- _Data section_:
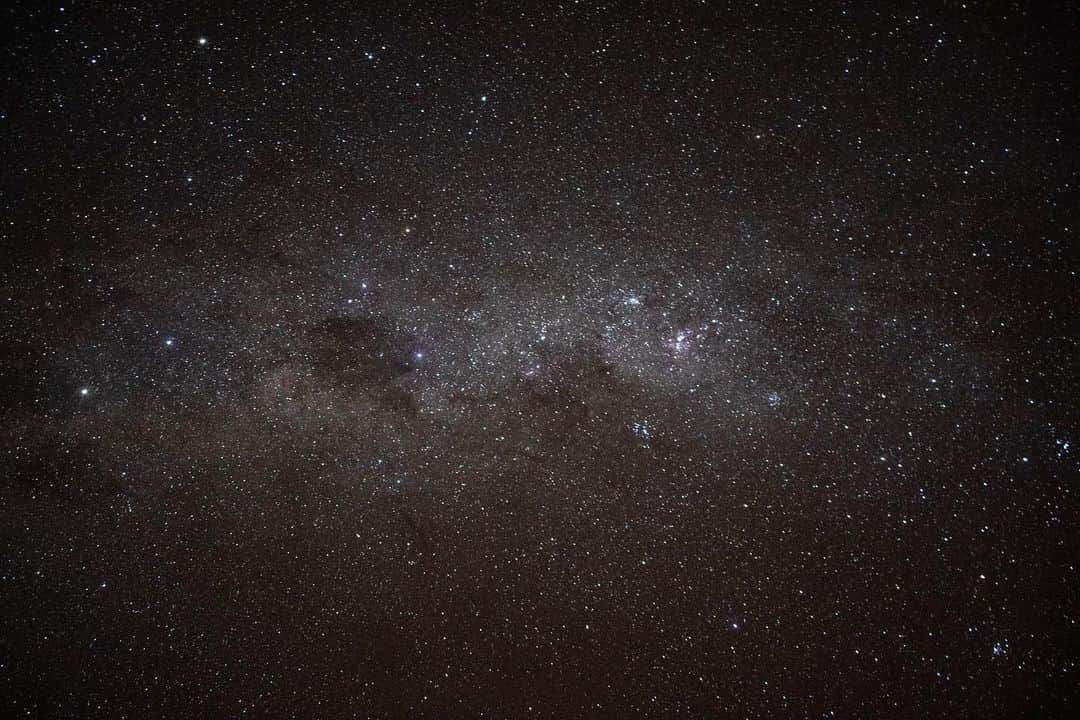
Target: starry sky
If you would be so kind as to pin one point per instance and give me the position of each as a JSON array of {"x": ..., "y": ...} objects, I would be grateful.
[{"x": 555, "y": 360}]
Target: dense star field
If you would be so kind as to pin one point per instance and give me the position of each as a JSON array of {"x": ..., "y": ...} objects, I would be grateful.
[{"x": 561, "y": 360}]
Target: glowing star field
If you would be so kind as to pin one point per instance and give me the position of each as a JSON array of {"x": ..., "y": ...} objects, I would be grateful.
[{"x": 409, "y": 360}]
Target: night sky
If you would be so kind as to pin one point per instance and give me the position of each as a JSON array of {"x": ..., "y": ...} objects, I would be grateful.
[{"x": 577, "y": 360}]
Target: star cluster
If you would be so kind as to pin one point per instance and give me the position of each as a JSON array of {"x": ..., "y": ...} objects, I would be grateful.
[{"x": 539, "y": 360}]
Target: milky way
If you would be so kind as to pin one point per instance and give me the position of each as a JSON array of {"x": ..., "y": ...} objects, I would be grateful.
[{"x": 538, "y": 361}]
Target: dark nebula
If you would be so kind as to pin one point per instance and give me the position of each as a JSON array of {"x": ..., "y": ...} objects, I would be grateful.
[{"x": 581, "y": 360}]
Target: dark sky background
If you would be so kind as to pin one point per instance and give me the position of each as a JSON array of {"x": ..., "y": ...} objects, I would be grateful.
[{"x": 574, "y": 360}]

- _Exercise prompt_: Could you write out every one of the records above word for word, leaving out the picture?

- _Complete output_:
Target: starry sky
If you would be so kind as to pin one point per instance and give me the position of each as a JSON array of {"x": ..., "y": ...} objects, I would be grateful.
[{"x": 555, "y": 360}]
Target: dense star field
If you would be so kind as to pin one point per instance and give me the position of each as a JSON array of {"x": ..., "y": ...} objects, I would be grateful.
[{"x": 561, "y": 360}]
Target: glowing star field
If you would be so kind as to pin one point per instance and give me the position of each as a JSON array of {"x": ..., "y": ...} objects, I would be grateful.
[{"x": 409, "y": 360}]
Target: night sky
If you would be so kind as to pin one point per instance and give me the position of each as a JSON array of {"x": ..., "y": ...} objects, I would be grateful.
[{"x": 577, "y": 360}]
Target: star cluster
If you would be so kind as to pin one point per instance and give me the position of each as a JSON array of {"x": ..., "y": ...} objects, I would be grateful.
[{"x": 539, "y": 360}]
Target: milky way
If you would be so kind as to pin one point per instance and give me the position of each as a JSON array of {"x": ..., "y": ...} objects, I would be grateful.
[{"x": 538, "y": 361}]
Target: dark nebula
If you would be so kind as to pin one point per instance and give me the position of each as a JSON array of {"x": ..., "y": ...} objects, I would be grateful.
[{"x": 581, "y": 360}]
Target: dark sky background
If you would be so kind as to pin one point per instance and give me the position of each as a JSON array of {"x": ..., "y": ...} objects, I would be grateful.
[{"x": 574, "y": 360}]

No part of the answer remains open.